PROBLEM DETAILS – Your response should consist of every record, exactly as given.
+===+
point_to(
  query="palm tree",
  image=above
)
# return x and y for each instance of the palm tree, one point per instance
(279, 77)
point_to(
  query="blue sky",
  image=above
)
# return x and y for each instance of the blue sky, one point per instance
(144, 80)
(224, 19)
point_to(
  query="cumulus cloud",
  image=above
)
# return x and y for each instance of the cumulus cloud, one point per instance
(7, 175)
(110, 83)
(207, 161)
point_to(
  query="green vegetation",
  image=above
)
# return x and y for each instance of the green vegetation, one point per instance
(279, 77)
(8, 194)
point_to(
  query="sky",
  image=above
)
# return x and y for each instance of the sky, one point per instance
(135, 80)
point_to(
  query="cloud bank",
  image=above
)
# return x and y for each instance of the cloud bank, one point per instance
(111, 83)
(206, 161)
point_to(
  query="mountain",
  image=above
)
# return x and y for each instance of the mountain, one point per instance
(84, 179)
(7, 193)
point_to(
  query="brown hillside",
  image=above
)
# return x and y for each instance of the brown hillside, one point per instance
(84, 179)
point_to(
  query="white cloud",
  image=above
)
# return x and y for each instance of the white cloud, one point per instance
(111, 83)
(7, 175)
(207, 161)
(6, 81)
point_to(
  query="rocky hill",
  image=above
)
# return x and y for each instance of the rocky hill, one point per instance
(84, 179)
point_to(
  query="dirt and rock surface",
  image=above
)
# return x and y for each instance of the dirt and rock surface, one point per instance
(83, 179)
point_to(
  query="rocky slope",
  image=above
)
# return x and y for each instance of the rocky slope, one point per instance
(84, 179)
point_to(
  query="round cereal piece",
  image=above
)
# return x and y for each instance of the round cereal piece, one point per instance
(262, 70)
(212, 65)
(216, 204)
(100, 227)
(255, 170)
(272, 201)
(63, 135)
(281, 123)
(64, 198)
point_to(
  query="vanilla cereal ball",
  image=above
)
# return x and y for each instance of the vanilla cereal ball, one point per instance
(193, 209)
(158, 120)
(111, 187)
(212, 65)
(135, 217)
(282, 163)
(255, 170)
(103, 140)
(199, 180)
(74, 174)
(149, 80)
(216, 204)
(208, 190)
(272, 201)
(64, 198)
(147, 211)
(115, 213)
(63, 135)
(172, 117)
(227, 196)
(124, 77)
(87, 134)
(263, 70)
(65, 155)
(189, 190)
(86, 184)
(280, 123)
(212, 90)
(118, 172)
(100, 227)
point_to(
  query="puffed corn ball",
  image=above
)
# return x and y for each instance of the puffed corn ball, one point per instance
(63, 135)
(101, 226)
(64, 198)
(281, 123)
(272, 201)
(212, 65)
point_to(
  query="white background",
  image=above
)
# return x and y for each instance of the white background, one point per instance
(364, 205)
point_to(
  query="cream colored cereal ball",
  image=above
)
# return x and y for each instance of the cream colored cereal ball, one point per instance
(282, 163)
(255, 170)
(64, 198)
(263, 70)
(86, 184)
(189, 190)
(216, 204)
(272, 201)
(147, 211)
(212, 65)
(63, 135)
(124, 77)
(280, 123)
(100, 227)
+===+
ANSWER AREA –
point_to(
  query="palm tree",
  image=above
)
# return x and y for each instance of the palm tree, one point per instance
(279, 77)
point_to(
  query="blue sky",
  image=above
)
# return x and y for each instance of the blue sky, one point per instance
(144, 80)
(224, 19)
point_to(
  query="cumulus cloud",
  image=above
)
# return x and y for each instance of the cumulus cloud, one point per instance
(7, 175)
(110, 83)
(207, 161)
point_to(
  query="green vegetation",
  image=above
)
# return x and y for each instance of the green vegetation, one point per instance
(279, 77)
(8, 194)
point_to(
  query="sky",
  image=above
)
# return x and y for each instance of the sky, one point per instance
(135, 80)
point_to(
  query="cloud bank",
  image=above
)
# return x and y for each instance of the cloud bank, one point per instance
(111, 83)
(206, 161)
point_to(
  query="mountain",
  image=above
)
# return x and y for each instance of the mountain, one point per instance
(84, 179)
(7, 193)
point_to(
  query="brown hillside",
  image=above
)
# return x and y for each instance of the brown hillside, one point per instance
(84, 179)
point_to(
  query="white cloud",
  image=above
)
# return x and y for each instance of the white cloud, one point per instance
(111, 83)
(7, 175)
(207, 161)
(6, 81)
point_to(
  query="rocky hill",
  image=above
)
# return x and y for each instance of the rocky hill, one point per instance
(84, 179)
point_to(
  query="dirt and rock surface",
  image=above
)
# return x and y for each instance of the dirt and rock surface, one point per instance
(83, 179)
point_to(
  query="rocky slope",
  image=above
)
# return x and y for each instance of the rocky slope, one point per instance
(84, 179)
point_to(
  query="round cereal piece",
  image=above
)
# return x and y for each instance of the round cereal piece, one point per instance
(262, 70)
(212, 65)
(216, 204)
(100, 227)
(255, 170)
(272, 201)
(63, 135)
(281, 123)
(64, 198)
point_to(
  query="vanilla cereal ball",
  image=above
)
# return x and y for each instance of the vanilla cereal ball, one point per instance
(193, 209)
(158, 120)
(111, 187)
(212, 65)
(135, 217)
(282, 163)
(255, 170)
(103, 140)
(199, 180)
(74, 174)
(149, 80)
(216, 204)
(208, 190)
(272, 201)
(64, 198)
(147, 211)
(115, 213)
(63, 135)
(172, 117)
(227, 196)
(124, 77)
(87, 134)
(263, 70)
(65, 155)
(189, 190)
(86, 184)
(280, 123)
(212, 90)
(118, 172)
(100, 227)
point_to(
  query="puffed corn ball",
  image=above
)
# return x and y for each instance of the puffed corn ball, one point per instance
(63, 135)
(101, 226)
(64, 198)
(281, 123)
(272, 201)
(212, 65)
point_to(
  query="white background",
  image=above
)
# return x and y for each instance of the white background, one point per instance
(364, 205)
point_to(
  query="cream colored cereal ball",
  image=above
)
# return x and y for each instance of the cream colored cereal ball, one point per instance
(282, 163)
(255, 170)
(64, 198)
(263, 70)
(86, 184)
(189, 190)
(216, 204)
(272, 201)
(147, 211)
(212, 65)
(63, 135)
(124, 77)
(280, 123)
(100, 227)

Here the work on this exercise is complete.